* _What you need to do_
Copy the lines below verbatim, but only from the line containing "Task: find each instance of the tire" through the end of the data.

Coordinate annotation entries:

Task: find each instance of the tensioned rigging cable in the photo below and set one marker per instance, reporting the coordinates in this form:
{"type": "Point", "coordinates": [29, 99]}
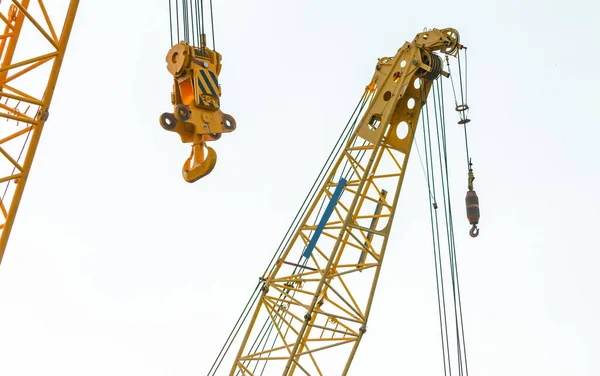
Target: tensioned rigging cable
{"type": "Point", "coordinates": [342, 139]}
{"type": "Point", "coordinates": [441, 155]}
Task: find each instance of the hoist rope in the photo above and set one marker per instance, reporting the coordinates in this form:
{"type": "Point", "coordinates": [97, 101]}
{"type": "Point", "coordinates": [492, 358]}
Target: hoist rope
{"type": "Point", "coordinates": [441, 154]}
{"type": "Point", "coordinates": [18, 159]}
{"type": "Point", "coordinates": [435, 242]}
{"type": "Point", "coordinates": [342, 139]}
{"type": "Point", "coordinates": [451, 239]}
{"type": "Point", "coordinates": [462, 114]}
{"type": "Point", "coordinates": [212, 24]}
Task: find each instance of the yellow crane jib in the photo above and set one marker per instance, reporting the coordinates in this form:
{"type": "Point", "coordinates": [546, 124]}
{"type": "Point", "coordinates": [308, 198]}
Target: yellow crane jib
{"type": "Point", "coordinates": [197, 116]}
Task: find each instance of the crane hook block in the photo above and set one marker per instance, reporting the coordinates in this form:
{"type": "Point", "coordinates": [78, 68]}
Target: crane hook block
{"type": "Point", "coordinates": [197, 117]}
{"type": "Point", "coordinates": [472, 202]}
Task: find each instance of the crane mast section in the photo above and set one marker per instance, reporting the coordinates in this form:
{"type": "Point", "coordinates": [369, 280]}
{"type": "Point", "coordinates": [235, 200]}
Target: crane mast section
{"type": "Point", "coordinates": [316, 300]}
{"type": "Point", "coordinates": [28, 74]}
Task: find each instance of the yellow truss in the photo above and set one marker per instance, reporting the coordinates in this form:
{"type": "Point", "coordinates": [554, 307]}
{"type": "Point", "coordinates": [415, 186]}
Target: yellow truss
{"type": "Point", "coordinates": [26, 67]}
{"type": "Point", "coordinates": [319, 304]}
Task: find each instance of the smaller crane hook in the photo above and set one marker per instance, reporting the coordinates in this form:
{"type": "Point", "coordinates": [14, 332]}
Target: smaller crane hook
{"type": "Point", "coordinates": [474, 231]}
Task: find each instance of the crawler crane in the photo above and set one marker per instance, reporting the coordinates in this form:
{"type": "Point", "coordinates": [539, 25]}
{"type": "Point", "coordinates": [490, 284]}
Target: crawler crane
{"type": "Point", "coordinates": [196, 116]}
{"type": "Point", "coordinates": [309, 311]}
{"type": "Point", "coordinates": [312, 304]}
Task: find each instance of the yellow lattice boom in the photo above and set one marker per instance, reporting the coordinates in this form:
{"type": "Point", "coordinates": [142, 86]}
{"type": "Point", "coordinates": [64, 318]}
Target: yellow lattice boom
{"type": "Point", "coordinates": [32, 47]}
{"type": "Point", "coordinates": [317, 298]}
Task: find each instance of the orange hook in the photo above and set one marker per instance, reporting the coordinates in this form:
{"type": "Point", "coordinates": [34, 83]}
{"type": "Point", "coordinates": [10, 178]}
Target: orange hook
{"type": "Point", "coordinates": [197, 165]}
{"type": "Point", "coordinates": [474, 231]}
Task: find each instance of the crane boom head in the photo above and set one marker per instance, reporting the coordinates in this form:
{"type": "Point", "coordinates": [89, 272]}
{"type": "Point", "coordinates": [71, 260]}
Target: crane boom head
{"type": "Point", "coordinates": [197, 115]}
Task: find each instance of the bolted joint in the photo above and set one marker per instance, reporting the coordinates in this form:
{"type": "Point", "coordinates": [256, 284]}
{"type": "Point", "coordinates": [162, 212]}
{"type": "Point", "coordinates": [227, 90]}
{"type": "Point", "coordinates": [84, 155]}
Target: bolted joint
{"type": "Point", "coordinates": [44, 114]}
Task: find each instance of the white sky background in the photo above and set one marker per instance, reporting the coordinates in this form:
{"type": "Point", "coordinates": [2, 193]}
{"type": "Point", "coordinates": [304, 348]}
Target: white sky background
{"type": "Point", "coordinates": [117, 266]}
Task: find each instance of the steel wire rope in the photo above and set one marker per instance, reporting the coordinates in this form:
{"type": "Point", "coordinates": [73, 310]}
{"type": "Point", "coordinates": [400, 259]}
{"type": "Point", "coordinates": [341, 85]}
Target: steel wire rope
{"type": "Point", "coordinates": [304, 207]}
{"type": "Point", "coordinates": [305, 261]}
{"type": "Point", "coordinates": [293, 294]}
{"type": "Point", "coordinates": [447, 215]}
{"type": "Point", "coordinates": [202, 23]}
{"type": "Point", "coordinates": [171, 21]}
{"type": "Point", "coordinates": [212, 25]}
{"type": "Point", "coordinates": [18, 159]}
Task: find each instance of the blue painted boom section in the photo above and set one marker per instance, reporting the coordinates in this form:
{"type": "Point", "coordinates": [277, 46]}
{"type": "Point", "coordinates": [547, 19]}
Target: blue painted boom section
{"type": "Point", "coordinates": [328, 211]}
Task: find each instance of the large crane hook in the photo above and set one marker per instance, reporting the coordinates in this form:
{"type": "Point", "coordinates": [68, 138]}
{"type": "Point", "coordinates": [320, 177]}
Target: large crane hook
{"type": "Point", "coordinates": [197, 116]}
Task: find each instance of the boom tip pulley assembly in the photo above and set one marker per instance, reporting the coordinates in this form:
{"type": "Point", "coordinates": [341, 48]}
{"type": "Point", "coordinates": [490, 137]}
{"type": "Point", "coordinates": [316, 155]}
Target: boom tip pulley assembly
{"type": "Point", "coordinates": [197, 117]}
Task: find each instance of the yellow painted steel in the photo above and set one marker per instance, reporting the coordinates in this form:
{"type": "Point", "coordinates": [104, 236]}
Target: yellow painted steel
{"type": "Point", "coordinates": [26, 112]}
{"type": "Point", "coordinates": [319, 306]}
{"type": "Point", "coordinates": [197, 116]}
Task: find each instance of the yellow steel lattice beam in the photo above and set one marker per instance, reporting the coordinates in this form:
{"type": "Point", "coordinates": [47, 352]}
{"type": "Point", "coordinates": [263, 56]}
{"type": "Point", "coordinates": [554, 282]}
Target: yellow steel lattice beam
{"type": "Point", "coordinates": [25, 111]}
{"type": "Point", "coordinates": [319, 302]}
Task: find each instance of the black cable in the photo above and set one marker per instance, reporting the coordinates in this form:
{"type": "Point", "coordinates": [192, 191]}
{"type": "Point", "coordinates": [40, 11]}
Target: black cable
{"type": "Point", "coordinates": [281, 247]}
{"type": "Point", "coordinates": [18, 158]}
{"type": "Point", "coordinates": [202, 20]}
{"type": "Point", "coordinates": [446, 200]}
{"type": "Point", "coordinates": [192, 19]}
{"type": "Point", "coordinates": [223, 352]}
{"type": "Point", "coordinates": [171, 22]}
{"type": "Point", "coordinates": [212, 24]}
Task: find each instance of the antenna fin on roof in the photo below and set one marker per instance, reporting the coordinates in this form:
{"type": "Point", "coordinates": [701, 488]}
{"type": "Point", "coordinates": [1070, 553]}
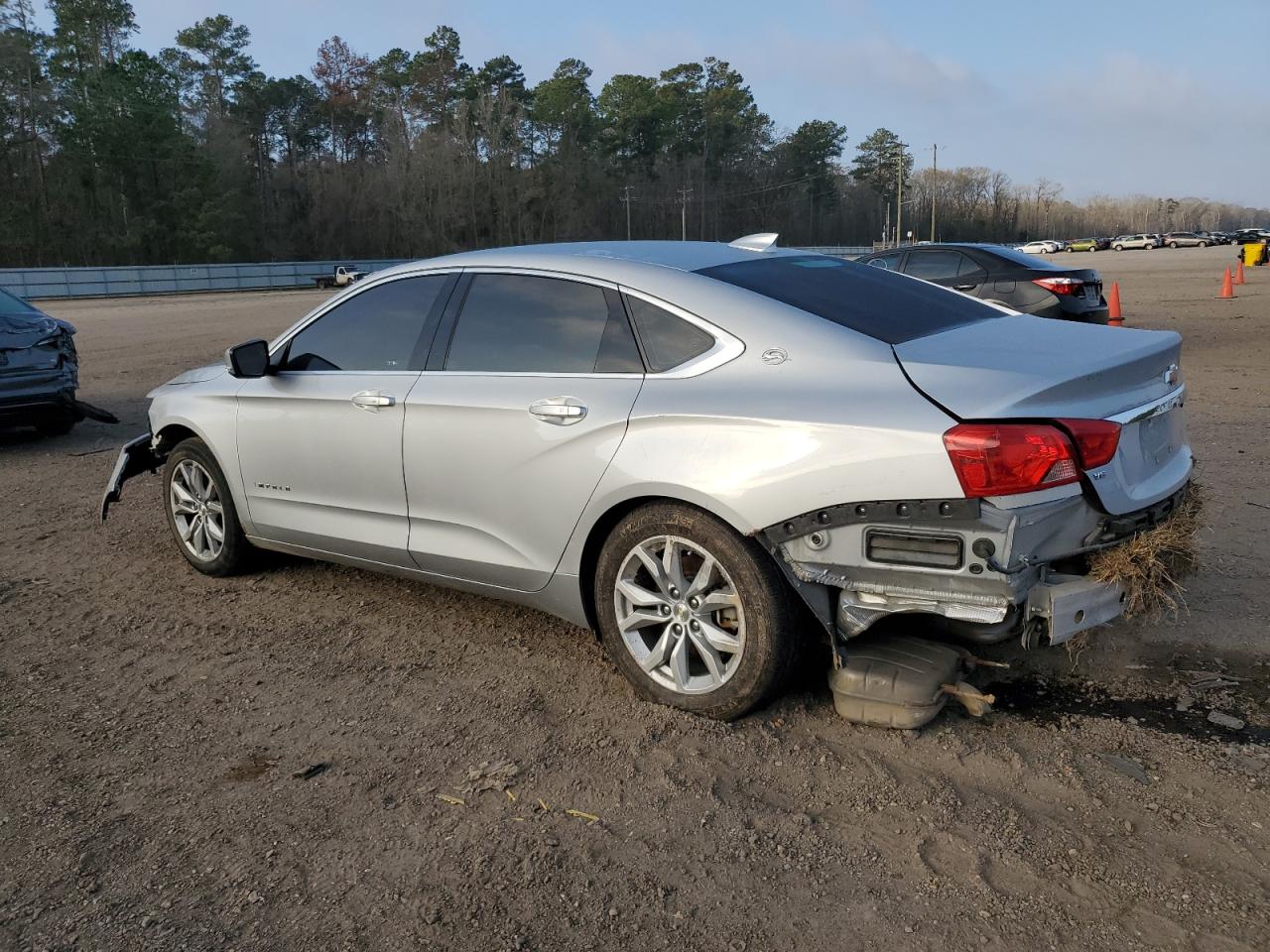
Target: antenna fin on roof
{"type": "Point", "coordinates": [762, 241]}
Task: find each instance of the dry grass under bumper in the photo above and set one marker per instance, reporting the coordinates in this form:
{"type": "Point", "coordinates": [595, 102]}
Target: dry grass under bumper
{"type": "Point", "coordinates": [1152, 563]}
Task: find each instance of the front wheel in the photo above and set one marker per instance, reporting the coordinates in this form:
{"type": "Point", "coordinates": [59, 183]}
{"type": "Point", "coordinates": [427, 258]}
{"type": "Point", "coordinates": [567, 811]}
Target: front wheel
{"type": "Point", "coordinates": [693, 613]}
{"type": "Point", "coordinates": [200, 512]}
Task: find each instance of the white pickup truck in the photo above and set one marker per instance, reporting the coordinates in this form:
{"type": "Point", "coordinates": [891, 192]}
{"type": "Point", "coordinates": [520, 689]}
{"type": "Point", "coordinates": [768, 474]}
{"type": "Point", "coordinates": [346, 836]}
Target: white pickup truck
{"type": "Point", "coordinates": [341, 276]}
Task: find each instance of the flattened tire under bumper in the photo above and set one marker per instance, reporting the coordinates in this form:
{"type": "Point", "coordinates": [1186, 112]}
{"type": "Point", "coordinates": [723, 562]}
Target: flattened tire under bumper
{"type": "Point", "coordinates": [137, 456]}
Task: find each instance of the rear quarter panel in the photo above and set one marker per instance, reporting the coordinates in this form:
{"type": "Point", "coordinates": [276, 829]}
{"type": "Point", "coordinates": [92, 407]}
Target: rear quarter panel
{"type": "Point", "coordinates": [757, 442]}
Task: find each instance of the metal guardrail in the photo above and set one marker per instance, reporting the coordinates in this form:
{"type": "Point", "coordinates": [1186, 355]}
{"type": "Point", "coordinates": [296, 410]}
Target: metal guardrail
{"type": "Point", "coordinates": [35, 284]}
{"type": "Point", "coordinates": [172, 278]}
{"type": "Point", "coordinates": [839, 250]}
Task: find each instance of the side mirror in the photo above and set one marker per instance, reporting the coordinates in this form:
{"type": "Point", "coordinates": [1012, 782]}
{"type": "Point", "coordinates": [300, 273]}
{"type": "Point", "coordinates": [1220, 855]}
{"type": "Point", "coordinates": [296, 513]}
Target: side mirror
{"type": "Point", "coordinates": [248, 359]}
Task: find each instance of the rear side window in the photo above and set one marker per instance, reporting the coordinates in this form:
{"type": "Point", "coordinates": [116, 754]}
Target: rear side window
{"type": "Point", "coordinates": [668, 340]}
{"type": "Point", "coordinates": [885, 262]}
{"type": "Point", "coordinates": [933, 266]}
{"type": "Point", "coordinates": [376, 329]}
{"type": "Point", "coordinates": [526, 324]}
{"type": "Point", "coordinates": [889, 307]}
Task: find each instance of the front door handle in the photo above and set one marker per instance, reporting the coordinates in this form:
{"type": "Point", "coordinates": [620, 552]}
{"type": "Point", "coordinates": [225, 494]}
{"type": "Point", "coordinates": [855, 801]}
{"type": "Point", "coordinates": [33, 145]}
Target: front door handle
{"type": "Point", "coordinates": [559, 411]}
{"type": "Point", "coordinates": [372, 400]}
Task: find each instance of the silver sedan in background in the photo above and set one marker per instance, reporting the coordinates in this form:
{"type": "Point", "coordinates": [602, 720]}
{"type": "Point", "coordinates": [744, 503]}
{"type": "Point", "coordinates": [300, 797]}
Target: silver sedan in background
{"type": "Point", "coordinates": [689, 447]}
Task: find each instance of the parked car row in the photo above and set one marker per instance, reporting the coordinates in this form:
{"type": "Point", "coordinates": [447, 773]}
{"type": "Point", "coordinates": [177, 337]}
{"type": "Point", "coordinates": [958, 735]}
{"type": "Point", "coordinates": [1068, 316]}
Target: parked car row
{"type": "Point", "coordinates": [1144, 240]}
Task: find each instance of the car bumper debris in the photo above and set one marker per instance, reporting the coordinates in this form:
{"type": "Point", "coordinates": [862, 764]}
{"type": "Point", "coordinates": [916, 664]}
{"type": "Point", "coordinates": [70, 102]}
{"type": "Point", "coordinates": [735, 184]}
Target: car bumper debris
{"type": "Point", "coordinates": [984, 570]}
{"type": "Point", "coordinates": [137, 456]}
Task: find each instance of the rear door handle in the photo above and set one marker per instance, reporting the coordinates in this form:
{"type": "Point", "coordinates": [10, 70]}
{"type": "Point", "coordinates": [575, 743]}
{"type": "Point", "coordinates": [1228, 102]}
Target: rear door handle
{"type": "Point", "coordinates": [372, 400]}
{"type": "Point", "coordinates": [559, 411]}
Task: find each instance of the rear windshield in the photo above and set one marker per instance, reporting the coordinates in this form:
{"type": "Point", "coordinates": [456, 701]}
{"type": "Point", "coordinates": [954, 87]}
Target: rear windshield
{"type": "Point", "coordinates": [13, 304]}
{"type": "Point", "coordinates": [873, 301]}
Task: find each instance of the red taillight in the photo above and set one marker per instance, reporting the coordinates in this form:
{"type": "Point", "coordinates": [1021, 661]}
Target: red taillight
{"type": "Point", "coordinates": [1002, 458]}
{"type": "Point", "coordinates": [1061, 286]}
{"type": "Point", "coordinates": [1096, 440]}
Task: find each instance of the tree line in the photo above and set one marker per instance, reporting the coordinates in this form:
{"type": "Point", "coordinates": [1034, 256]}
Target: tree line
{"type": "Point", "coordinates": [113, 155]}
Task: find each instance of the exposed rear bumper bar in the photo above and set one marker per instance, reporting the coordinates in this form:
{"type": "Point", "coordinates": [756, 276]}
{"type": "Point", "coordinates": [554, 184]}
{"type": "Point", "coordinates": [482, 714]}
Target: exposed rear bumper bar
{"type": "Point", "coordinates": [137, 456]}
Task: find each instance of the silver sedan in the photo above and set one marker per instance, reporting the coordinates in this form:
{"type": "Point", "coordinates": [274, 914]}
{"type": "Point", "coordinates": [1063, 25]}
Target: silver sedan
{"type": "Point", "coordinates": [689, 447]}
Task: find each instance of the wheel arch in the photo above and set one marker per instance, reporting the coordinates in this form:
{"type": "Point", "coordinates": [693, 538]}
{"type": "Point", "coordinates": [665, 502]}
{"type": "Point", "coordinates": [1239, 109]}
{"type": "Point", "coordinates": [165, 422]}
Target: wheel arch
{"type": "Point", "coordinates": [177, 428]}
{"type": "Point", "coordinates": [610, 518]}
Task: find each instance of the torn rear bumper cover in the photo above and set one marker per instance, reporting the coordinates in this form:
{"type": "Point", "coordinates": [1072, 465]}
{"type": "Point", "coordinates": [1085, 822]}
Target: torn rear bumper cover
{"type": "Point", "coordinates": [984, 570]}
{"type": "Point", "coordinates": [137, 456]}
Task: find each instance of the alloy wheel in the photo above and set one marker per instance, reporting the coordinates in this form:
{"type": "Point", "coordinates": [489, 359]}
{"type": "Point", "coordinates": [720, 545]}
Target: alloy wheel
{"type": "Point", "coordinates": [680, 615]}
{"type": "Point", "coordinates": [197, 511]}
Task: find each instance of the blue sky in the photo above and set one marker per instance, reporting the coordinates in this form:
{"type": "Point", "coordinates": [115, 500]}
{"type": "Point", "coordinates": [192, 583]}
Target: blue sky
{"type": "Point", "coordinates": [1114, 96]}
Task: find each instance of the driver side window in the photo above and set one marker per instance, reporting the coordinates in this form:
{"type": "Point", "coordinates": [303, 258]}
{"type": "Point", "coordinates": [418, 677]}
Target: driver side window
{"type": "Point", "coordinates": [376, 329]}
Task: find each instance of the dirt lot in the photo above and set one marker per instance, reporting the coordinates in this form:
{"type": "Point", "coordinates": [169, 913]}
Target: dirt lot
{"type": "Point", "coordinates": [257, 763]}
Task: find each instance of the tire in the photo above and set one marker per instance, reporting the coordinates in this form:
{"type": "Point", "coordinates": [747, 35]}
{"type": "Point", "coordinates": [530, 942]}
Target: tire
{"type": "Point", "coordinates": [689, 657]}
{"type": "Point", "coordinates": [194, 486]}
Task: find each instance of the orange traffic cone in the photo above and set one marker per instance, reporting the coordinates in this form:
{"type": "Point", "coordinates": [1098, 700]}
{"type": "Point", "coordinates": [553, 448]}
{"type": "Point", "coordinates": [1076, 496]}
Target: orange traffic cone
{"type": "Point", "coordinates": [1227, 287]}
{"type": "Point", "coordinates": [1114, 318]}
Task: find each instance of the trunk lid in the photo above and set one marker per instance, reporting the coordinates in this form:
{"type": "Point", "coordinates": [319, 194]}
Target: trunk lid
{"type": "Point", "coordinates": [1028, 368]}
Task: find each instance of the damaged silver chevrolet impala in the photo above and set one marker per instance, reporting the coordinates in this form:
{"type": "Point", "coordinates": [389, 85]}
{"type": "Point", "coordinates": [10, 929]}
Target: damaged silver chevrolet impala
{"type": "Point", "coordinates": [681, 444]}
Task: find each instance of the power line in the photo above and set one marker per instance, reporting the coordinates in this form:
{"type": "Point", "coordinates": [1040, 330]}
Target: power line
{"type": "Point", "coordinates": [626, 199]}
{"type": "Point", "coordinates": [684, 212]}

* _Complete output_
Task: find each instance of the tire in the photo above and set one marker per instance, reporting the coordinates in this form:
{"type": "Point", "coordinates": [747, 35]}
{"type": "Point", "coordinates": [530, 942]}
Target: tire
{"type": "Point", "coordinates": [689, 657]}
{"type": "Point", "coordinates": [194, 486]}
Task: find each instance of the orange traffic cone in the photo above and set one marker per instance, reporting the coordinates in this form:
{"type": "Point", "coordinates": [1098, 700]}
{"type": "Point", "coordinates": [553, 448]}
{"type": "Point", "coordinates": [1076, 496]}
Target: orange traffic cone
{"type": "Point", "coordinates": [1227, 287]}
{"type": "Point", "coordinates": [1114, 318]}
Task: find each instance of the trunk lid in the photo above and set one marker per instance, reporting the coordinates in this form:
{"type": "Point", "coordinates": [319, 194]}
Target: trunk lid
{"type": "Point", "coordinates": [1028, 368]}
Task: find each instance of the damaged silver chevrolet impala in the photo above and set one marker per instance, reporting the coordinates in this form:
{"type": "Point", "coordinates": [389, 85]}
{"type": "Point", "coordinates": [10, 929]}
Target: damaged silver chevrolet impala
{"type": "Point", "coordinates": [681, 444]}
Task: find each instance of the power line in the photo above and set one marker per instance, reporting the coordinates in this form:
{"type": "Point", "coordinates": [1040, 330]}
Target: power line
{"type": "Point", "coordinates": [626, 199]}
{"type": "Point", "coordinates": [684, 212]}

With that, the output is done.